>>>>

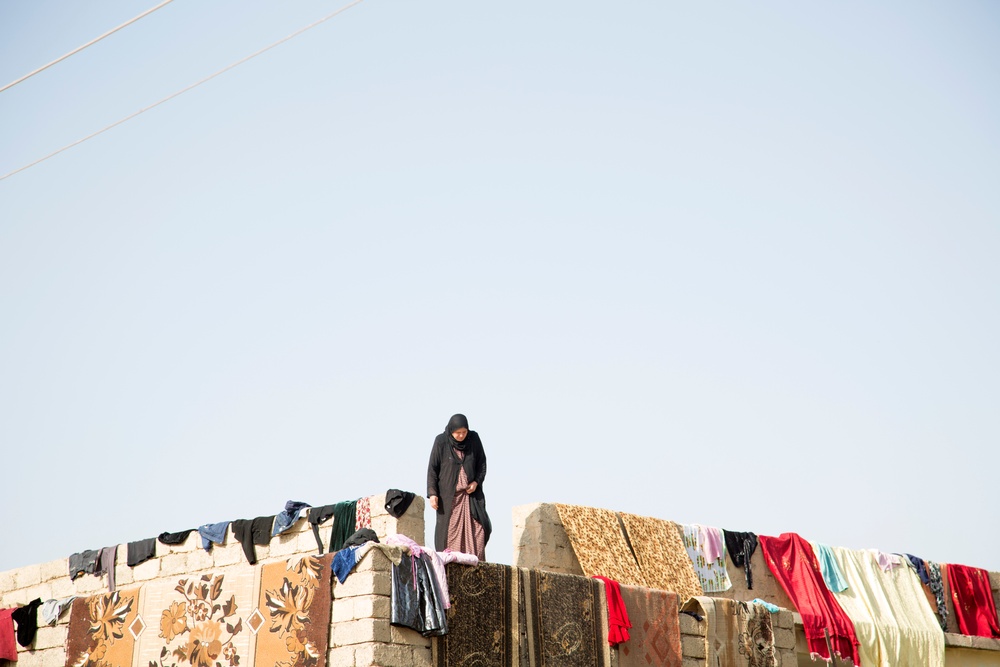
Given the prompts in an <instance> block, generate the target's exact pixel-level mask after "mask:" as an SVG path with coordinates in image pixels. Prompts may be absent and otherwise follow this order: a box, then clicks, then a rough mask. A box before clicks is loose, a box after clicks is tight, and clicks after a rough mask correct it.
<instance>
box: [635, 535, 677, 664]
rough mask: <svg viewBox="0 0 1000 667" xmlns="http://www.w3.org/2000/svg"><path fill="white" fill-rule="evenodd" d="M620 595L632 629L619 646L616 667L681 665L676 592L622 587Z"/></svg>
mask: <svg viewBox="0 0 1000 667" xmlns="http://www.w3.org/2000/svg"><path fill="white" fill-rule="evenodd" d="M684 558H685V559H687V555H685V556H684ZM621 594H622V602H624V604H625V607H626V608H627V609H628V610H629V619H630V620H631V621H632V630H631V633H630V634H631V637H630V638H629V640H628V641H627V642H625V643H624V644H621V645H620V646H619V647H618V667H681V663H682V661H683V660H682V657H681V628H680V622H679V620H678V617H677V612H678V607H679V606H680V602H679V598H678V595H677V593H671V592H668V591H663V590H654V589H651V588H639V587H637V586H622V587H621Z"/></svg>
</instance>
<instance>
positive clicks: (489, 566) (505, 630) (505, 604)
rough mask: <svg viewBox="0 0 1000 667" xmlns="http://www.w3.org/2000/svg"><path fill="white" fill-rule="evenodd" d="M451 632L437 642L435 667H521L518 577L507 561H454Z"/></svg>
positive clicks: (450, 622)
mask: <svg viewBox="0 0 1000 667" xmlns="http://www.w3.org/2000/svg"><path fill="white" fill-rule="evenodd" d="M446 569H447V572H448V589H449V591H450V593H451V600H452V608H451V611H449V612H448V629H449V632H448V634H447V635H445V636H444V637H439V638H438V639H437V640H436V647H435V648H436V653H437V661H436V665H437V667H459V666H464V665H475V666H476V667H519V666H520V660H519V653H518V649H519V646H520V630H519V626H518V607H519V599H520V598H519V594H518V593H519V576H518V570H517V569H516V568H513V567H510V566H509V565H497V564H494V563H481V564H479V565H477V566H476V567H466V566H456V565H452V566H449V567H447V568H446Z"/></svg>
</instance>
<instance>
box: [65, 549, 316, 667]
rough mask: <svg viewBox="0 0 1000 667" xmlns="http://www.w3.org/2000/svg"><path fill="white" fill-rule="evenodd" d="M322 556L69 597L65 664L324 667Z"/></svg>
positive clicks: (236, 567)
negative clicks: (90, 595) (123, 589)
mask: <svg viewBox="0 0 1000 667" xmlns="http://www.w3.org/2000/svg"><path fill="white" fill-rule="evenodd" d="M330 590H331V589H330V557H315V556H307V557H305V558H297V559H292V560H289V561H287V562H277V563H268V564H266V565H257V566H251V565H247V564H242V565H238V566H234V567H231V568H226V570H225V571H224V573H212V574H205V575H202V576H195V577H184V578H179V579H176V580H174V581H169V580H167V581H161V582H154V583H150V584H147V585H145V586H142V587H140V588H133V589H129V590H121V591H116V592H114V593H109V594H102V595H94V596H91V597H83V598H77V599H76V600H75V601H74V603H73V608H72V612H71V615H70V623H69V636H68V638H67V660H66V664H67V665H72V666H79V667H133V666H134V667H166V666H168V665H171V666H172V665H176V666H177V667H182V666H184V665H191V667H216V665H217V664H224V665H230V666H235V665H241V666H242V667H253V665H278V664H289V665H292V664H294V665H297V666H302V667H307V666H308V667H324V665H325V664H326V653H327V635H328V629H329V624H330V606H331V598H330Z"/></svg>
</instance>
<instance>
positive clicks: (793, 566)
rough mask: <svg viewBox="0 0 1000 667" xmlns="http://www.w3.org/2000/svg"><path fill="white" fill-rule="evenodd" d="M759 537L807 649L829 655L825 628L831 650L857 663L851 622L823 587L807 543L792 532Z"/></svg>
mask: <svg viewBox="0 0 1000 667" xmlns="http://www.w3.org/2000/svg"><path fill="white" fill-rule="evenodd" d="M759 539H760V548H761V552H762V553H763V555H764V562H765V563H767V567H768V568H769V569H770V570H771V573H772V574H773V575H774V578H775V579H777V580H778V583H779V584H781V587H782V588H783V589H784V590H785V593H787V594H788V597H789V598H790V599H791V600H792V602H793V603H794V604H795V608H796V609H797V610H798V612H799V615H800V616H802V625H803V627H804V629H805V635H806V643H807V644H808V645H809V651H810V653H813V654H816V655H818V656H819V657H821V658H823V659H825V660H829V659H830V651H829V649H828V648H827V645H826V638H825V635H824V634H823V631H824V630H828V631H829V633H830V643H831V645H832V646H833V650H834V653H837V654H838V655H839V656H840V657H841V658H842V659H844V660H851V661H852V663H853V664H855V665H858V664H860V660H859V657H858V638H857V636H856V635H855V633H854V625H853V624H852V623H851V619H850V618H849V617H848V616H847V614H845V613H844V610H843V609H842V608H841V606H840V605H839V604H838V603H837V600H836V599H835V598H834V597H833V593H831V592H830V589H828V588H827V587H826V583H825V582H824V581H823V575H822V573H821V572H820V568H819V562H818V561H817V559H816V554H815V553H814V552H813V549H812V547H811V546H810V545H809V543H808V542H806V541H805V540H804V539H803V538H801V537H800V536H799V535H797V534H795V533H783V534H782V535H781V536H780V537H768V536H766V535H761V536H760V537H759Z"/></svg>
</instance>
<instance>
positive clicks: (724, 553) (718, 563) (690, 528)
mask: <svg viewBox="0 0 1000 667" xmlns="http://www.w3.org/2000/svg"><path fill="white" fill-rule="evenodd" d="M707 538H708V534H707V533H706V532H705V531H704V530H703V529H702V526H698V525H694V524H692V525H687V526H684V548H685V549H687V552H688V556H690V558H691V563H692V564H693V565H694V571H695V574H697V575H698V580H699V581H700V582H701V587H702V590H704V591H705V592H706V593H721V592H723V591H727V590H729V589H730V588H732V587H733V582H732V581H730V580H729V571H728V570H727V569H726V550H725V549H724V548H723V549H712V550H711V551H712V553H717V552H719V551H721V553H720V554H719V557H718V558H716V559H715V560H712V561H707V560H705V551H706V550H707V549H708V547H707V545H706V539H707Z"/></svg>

<<<<
>>>>

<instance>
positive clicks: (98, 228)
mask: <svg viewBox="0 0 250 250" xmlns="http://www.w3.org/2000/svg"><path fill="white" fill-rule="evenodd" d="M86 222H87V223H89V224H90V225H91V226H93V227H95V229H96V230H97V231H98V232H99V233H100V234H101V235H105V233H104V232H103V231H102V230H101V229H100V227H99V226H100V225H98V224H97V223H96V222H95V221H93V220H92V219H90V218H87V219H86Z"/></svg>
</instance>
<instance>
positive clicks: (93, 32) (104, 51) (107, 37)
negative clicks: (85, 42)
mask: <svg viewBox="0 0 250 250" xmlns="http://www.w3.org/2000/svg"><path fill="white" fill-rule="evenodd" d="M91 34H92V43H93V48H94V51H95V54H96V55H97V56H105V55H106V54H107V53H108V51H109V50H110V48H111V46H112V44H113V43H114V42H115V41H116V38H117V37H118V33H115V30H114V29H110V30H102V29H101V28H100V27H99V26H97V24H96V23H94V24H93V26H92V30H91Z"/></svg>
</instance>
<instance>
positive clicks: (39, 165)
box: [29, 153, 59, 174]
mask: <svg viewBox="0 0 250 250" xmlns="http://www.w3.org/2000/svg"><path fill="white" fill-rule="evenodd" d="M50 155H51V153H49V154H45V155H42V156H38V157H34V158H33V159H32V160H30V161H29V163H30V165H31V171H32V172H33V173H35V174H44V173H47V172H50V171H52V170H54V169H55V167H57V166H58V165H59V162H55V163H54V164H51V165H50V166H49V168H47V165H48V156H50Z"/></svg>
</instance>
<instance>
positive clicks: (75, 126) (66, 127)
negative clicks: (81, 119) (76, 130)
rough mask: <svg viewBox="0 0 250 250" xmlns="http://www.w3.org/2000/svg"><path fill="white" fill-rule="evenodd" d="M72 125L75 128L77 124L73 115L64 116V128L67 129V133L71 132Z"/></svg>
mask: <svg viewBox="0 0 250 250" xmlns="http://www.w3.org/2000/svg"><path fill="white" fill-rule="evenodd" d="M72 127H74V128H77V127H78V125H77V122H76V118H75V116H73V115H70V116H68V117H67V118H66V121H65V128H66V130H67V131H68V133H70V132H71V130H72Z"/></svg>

<<<<

▶ _Required action_: Rewrite the part that opens with the line containing "Given the prompts" and closes with the line containing "595L632 629L619 646L616", changing "rough mask" to "coarse mask" wherever it occurs and leaving everything else unchanged. Give only those lines.

▶ _Answer section_:
Given the prompts in an <instance> block, generate the target's exact pixel-level mask after "mask:" as an SVG path with coordinates in image pixels. Prompts may be absent and otherwise follow this order: a box, then clicks, then a coarse mask. A box before clicks is loose, a box after clicks is tight, and clicks after a coarse mask correct it.
<instance>
box: [635, 535, 677, 664]
coarse mask: <svg viewBox="0 0 1000 667" xmlns="http://www.w3.org/2000/svg"><path fill="white" fill-rule="evenodd" d="M620 595L632 629L619 646L616 667L681 665L676 592L622 587Z"/></svg>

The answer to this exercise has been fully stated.